Text:
☆ ☆ ☆

This isn't exactly about writing but it will be.
'Make me proud' is a demand. It may be couched in a sweet tone, or a pleading one, but take away the coating and it's has nothing to do with love. It's conditional acceptance of something or someone to elicit the reaction of pride. A reaction like this is a secondary, side-line, parasitic disease sucking the life and energy like a leech.
The parent demands with the word 'Make'. The parent holds the child's life and dreams hostage for the lack of whatever in the parent's life.
When a parent says this--what are they looking for? The boy gets into the Little League because Dad loves baseball? The daughter is in law school because Mom always wanted to be in the middle of a courtroom drama?
Yes, parents want their children to do well, as authors want their work to sell, but that has got to low on the list because it is based on artifice. It's based on selfish reasons, not on love for the sake of something just being.

☆ ☆ ☆

Exercise data:
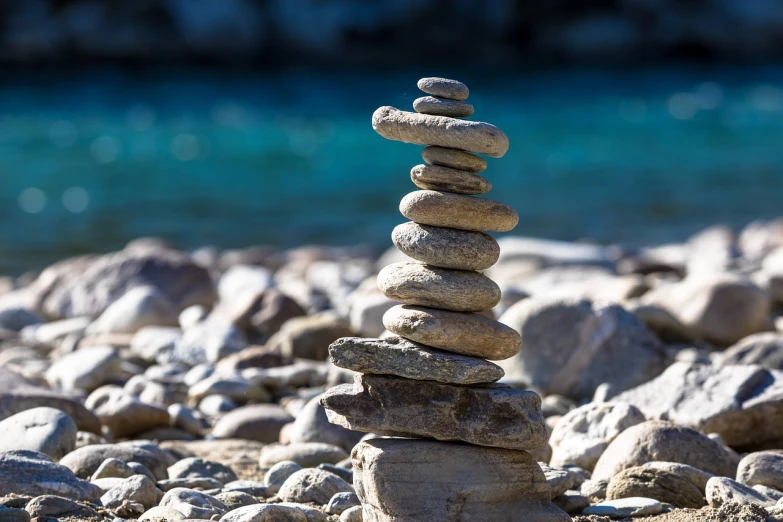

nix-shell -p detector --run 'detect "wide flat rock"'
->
[329,337,503,384]
[351,439,571,522]
[392,221,500,270]
[615,362,783,451]
[400,190,519,232]
[383,305,520,360]
[321,375,547,450]
[372,106,508,158]
[378,262,500,312]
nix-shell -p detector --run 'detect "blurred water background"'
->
[0,66,783,274]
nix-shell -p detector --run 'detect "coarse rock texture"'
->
[616,362,783,446]
[329,336,503,384]
[158,488,228,520]
[413,96,473,118]
[258,442,348,469]
[549,402,645,470]
[0,407,78,460]
[416,76,470,101]
[606,466,707,509]
[30,248,216,318]
[643,461,715,495]
[383,305,520,360]
[0,450,101,502]
[705,477,777,507]
[400,190,519,232]
[212,404,294,444]
[591,421,737,480]
[421,145,487,172]
[351,439,570,522]
[642,274,770,346]
[500,297,668,402]
[718,332,783,370]
[287,394,364,451]
[737,451,783,491]
[60,443,173,480]
[0,366,101,433]
[277,468,353,505]
[378,261,500,312]
[392,219,500,270]
[372,106,508,158]
[411,161,492,195]
[220,504,309,522]
[85,385,170,438]
[321,375,547,450]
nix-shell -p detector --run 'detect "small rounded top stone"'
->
[416,77,470,101]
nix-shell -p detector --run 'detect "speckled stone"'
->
[400,190,519,232]
[383,305,520,360]
[392,221,500,270]
[416,77,470,101]
[413,96,473,118]
[321,375,547,450]
[372,106,508,158]
[411,165,492,194]
[421,145,487,172]
[378,261,500,312]
[329,337,503,384]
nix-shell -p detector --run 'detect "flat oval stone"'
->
[392,221,500,270]
[378,262,500,312]
[421,145,487,172]
[400,190,519,232]
[383,305,521,361]
[416,77,470,101]
[329,336,504,384]
[413,96,473,118]
[411,165,492,194]
[372,106,508,158]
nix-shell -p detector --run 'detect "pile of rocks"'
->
[321,78,568,522]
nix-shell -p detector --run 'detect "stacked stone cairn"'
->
[321,78,570,522]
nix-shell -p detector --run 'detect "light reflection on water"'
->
[0,67,783,273]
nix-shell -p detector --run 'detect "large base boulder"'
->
[351,439,571,522]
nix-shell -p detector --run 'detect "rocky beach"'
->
[0,78,783,522]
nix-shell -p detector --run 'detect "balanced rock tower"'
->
[321,78,570,522]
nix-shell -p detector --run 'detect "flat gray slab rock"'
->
[329,337,503,384]
[392,221,500,270]
[421,145,487,172]
[321,375,547,450]
[400,190,519,232]
[411,161,492,195]
[615,362,783,451]
[351,439,571,522]
[413,96,473,118]
[0,450,101,502]
[416,76,470,101]
[372,106,508,158]
[383,305,519,360]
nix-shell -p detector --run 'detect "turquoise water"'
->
[0,66,783,273]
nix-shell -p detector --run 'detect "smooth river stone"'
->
[378,261,500,312]
[321,374,547,450]
[383,305,521,360]
[400,190,519,232]
[392,221,500,270]
[416,77,470,101]
[372,106,508,158]
[421,145,487,172]
[329,337,503,384]
[351,439,571,522]
[413,96,473,118]
[411,165,492,194]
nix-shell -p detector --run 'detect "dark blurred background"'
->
[0,0,783,274]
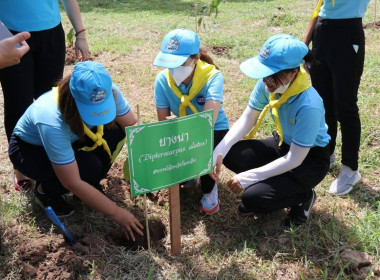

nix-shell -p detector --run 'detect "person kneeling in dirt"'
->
[9,61,143,240]
[213,35,330,226]
[154,28,228,215]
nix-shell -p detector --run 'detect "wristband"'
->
[75,28,86,37]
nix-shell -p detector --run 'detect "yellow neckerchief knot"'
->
[80,123,112,157]
[244,66,311,146]
[310,0,335,19]
[166,59,219,117]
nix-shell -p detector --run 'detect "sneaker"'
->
[284,189,317,227]
[34,187,74,218]
[200,196,220,215]
[200,184,220,215]
[330,152,337,169]
[329,164,362,195]
[238,203,255,217]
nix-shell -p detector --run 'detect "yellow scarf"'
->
[244,66,311,146]
[52,87,113,158]
[310,0,335,19]
[79,123,112,158]
[166,59,219,117]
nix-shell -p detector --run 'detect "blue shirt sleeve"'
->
[37,123,75,165]
[154,70,170,109]
[248,79,269,111]
[292,108,323,148]
[206,72,224,103]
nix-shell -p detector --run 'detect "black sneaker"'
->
[34,187,74,218]
[284,189,317,227]
[238,203,255,217]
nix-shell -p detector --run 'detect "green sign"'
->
[125,110,214,196]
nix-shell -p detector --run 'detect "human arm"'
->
[227,143,310,193]
[210,106,260,181]
[62,0,89,60]
[0,32,30,69]
[157,108,170,121]
[52,161,143,241]
[116,110,138,129]
[203,100,221,124]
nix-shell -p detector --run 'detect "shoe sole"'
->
[330,176,362,196]
[34,197,75,218]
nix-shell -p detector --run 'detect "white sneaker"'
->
[329,164,362,195]
[330,152,336,169]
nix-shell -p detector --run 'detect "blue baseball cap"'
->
[153,28,200,68]
[240,34,309,79]
[70,61,116,125]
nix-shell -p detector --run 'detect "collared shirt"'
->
[248,79,331,148]
[319,0,370,19]
[0,0,61,32]
[13,85,130,165]
[154,69,228,130]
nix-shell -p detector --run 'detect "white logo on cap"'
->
[259,47,270,60]
[166,37,180,52]
[91,89,106,104]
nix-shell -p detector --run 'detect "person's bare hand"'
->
[227,177,243,194]
[114,207,144,241]
[0,32,30,69]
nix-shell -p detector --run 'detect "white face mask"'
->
[169,59,195,87]
[265,81,290,93]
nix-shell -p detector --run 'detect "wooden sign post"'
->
[126,110,214,255]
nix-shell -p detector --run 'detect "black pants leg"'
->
[311,19,365,170]
[0,24,66,141]
[201,130,228,193]
[9,123,125,194]
[224,134,329,213]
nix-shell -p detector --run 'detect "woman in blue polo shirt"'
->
[154,29,228,214]
[213,35,330,226]
[9,61,142,240]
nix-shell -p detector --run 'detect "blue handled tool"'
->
[45,206,74,244]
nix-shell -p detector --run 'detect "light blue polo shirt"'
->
[154,69,228,130]
[13,85,130,165]
[248,79,331,148]
[319,0,370,19]
[0,0,61,32]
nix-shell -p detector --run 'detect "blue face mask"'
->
[169,59,195,87]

☆ ☆ ☆

Problems to work on:
- a) Rewrite the stretch of the passage from "The parent demands" through "something just being.", replacing "baseball" with "soccer".
- b) According to the passage about "Make me proud," what does the parent hold hostage?
- c) Continue the passage about "Make me proud" from where it stops.

Responses to the tasks:
- a)
The parent demands with the word 'Make'. The parent holds the child's life and dreams hostage for the lack of whatever in the parent's life.
When a parent says this--what are they looking for? The boy gets into the Little League because Dad loves soccer? The daughter is in law school because Mom always wanted to be in the middle of a courtroom drama?
Yes, parents want their children to do well, as authors want their work to sell, but that has got to low on the list because it is based on artifice. It's based on selfish reasons, not on love for the sake of something just being.

- b) The child's life and dreams.

- c)
The parent is selfish using the word 'Me'. Oh, 'I gave the child life, the child owes ME'. Really? The parent is the one who provides the egg or sperm. The child HAS NO CHOICE IN BEING BORN. Many parents take away other choices: in what the child should do, whom they should be, what kind of spiritual life they should practice, what kind of partner with whom want to share their life, and on, and on.
Pride is a feeling of self-worth and self-respect. The one who says this, Make Me Proud, is stealing that worth and that respect from another. Emotional slavery reinforced by acting tall because one stands on another's shoulders.
I want this story to sell. I want the world to know me.
Is that going to be the basis for the writing?
Being published is not bad, making money from what you love to do is not bad.
We all enjoy laurel wreaths and financial recognition, but they are temporary. When champions rode through Rome, lauded by the crowds, one stood by whispering in their ear.
"Remember, thou art mortal."
Love isn't. When you love, that just keeps going. It's not based on 'Make Me Proud', or 'what are you going to do for me?' which stretches wants into the future, but on what is now.
I love this child, now, as she is, as he is, that's all. I want the best for this child. I give the child all the tools I know, all the tricks I have, all the places I know to be that, and I will give the child freedom to find her or his own path.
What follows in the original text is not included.